**REQUIREMENT**
Every record must be copied exactly. Leave nothing out.

**AVAILABLE DATA**
"""
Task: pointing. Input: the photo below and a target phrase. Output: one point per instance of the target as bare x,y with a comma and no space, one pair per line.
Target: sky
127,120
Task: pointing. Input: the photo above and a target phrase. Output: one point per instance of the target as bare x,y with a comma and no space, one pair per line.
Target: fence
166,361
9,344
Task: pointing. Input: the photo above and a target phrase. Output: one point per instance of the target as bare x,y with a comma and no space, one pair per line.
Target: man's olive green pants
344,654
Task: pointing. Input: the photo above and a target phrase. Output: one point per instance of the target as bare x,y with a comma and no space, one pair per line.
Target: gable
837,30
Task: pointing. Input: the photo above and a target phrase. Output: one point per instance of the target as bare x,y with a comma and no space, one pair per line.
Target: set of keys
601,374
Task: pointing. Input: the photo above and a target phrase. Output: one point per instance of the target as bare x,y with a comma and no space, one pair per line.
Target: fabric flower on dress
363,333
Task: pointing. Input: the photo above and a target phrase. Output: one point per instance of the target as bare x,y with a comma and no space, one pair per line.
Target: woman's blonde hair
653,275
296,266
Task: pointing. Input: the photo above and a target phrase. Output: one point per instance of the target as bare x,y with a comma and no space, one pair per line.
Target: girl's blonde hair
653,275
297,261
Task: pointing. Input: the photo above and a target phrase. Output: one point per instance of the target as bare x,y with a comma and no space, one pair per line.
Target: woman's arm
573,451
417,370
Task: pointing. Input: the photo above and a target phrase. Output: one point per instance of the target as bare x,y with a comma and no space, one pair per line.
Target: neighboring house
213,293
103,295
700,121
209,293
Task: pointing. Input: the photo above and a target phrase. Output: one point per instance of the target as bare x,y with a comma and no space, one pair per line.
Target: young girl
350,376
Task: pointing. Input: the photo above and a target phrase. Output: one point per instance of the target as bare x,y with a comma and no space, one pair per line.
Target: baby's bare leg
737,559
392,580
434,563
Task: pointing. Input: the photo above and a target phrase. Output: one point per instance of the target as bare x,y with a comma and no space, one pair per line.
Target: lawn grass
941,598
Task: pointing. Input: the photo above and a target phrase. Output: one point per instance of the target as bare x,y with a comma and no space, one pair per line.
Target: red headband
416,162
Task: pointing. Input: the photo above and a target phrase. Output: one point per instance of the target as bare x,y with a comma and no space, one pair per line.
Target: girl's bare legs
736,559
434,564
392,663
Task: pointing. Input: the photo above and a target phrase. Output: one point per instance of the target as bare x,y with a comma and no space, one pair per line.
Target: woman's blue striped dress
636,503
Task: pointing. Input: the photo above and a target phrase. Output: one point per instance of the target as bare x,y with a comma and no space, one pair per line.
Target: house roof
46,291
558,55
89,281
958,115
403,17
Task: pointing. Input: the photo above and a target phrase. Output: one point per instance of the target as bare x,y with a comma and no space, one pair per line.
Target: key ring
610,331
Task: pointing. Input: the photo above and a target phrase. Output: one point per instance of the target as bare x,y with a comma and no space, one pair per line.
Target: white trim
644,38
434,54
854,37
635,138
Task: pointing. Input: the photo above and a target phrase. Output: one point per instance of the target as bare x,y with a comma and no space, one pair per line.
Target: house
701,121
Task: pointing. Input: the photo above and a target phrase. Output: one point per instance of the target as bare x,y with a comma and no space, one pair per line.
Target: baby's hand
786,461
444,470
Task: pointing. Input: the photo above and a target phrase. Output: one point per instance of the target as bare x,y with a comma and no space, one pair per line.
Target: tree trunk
"""
**ANSWER SECTION**
Task: pointing. Input: the photo below and a target phrase. Output: one point per instance of the target as bare x,y with a comma and no space, one pair per line.
Target: sky
127,120
Task: pointing. Input: the photo above and a target phrase. Output: one point per instance of the target as bare x,y with a comma and no space, one pair per line.
Target: fence
166,361
9,344
Task: pointing. Input: the photo above and a target phrase. Output: one point per instance of the target as bare x,y with a comma and no space, one pair per line.
Target: man's olive green pants
344,654
Task: pointing. Input: the photo above and a target phrase. Output: one point per instance of the target as bare x,y with a comma and no space, one pair per line.
Target: gable
837,30
Task: pointing. Input: the photo above and a target phrase. Output: one point per instance of the target as bare x,y with a comma and no space, one pair per line.
Target: set of keys
601,374
Task: pointing. Input: the photo above and a target phrase. Output: one point per instance of the target as bare x,y with a comma and no space, one pair per line.
Target: fabric flower on dress
363,333
Task: pointing. Input: the photo above and a target phrase. Output: one point per instance of the target as bare x,y with a comma and no space, one pair per line.
Target: woman's blonde hair
653,275
296,266
Task: pointing. Input: the photo above and a target phrase. Output: one point per instance of the target as bare x,y with a comma and no space, one pair per line.
Target: girl's blonde hair
653,275
297,261
Task: pointing. Input: the photo above and a target phrase. Output: one point per instance of the target as bare x,y with a comma and no space, one pair per line.
Target: woman's arm
573,451
417,370
Task: pointing. Input: the photo above and a target phrase. Output: one point per instance of the target as bare x,y with a comma and no space, one pair per line.
Target: neighboring house
213,293
103,295
700,121
209,293
Task: pointing. Input: the photo above and a target phrase. Output: one point per instance of the target as bare x,y with a comma and no space, one pair per line.
Target: young girl
350,376
Task: pointing. Input: the photo above and a target phrase. Output: one point per instance of the target as bare x,y with a comma and no space, one pair per line.
Target: baby's bare leg
737,559
392,580
434,563
Task: pointing. Input: the photo above and a target phrase. Output: one point per instance of the target as bare x,y with a comma and no space, one pair per line.
Target: lawn grass
941,598
Task: pointing. Input: the photo above and a target phrase. Output: one point per instance of the target as bare x,y with a comma and no space, one pair per line.
Target: red headband
416,162
Task: pointing. Input: the photo above and a target phrase. Output: one point per instance of the target as bare x,y with a comma and no space, one pair per line.
Target: girl's bare legs
736,559
434,564
392,663
Task: pointing. Input: the photo above and a target phrase. Output: one point per instance of the target as bare x,y with a comma and no space, one pair per line.
Target: woman's blue striped dress
636,503
Task: pointing. Input: the photo above and a target phrase. Output: one point per instance of the target as bare x,y with a comma and no space, one pair per line.
Target: house roof
46,291
558,55
89,281
958,115
403,17
Task: pointing. Input: the photo above and a target phrase. Output: one point per instance of the target as bare x,y with a comma and no space, one pair per line.
Target: key ring
610,331
Task: pointing. Input: the photo above and a target phrase. Output: one point per instance of the target as bare x,y with a comma and no space, one pair per line.
Target: white trim
644,38
434,54
854,37
635,138
Task: pointing. Input: the photo above and a target phrase. Output: one point per instance of the target as bare x,y with a comma and no space, one pair per line.
Target: house
701,121
Task: pointing. Input: the photo above and a target phrase. Output: one point per instance of the target as bare x,y with a comma and no space, one pair per line.
Target: baby's hand
786,461
444,470
Task: pointing. Input: the photo above and a target phrase. Output: one point per instance of the target as bare x,y with a comma and no space, one pair per line.
Target: tree trunk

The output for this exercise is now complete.